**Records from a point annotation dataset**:
━━━

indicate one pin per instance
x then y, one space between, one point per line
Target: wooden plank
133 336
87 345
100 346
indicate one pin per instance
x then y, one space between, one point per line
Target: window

━━━

**Work to do**: Recast every line of the material above as a JSON list of strings, one string per line, with blank lines omitted.

**Output of the task**:
[
  "indicate one pin per instance",
  "x then y, one space between, one point per line",
  "Target: wooden plank",
  "133 336",
  "87 345",
  "100 346",
  "indicate one pin per instance",
  "x then y, one space between, one point per line",
  "Target: window"
]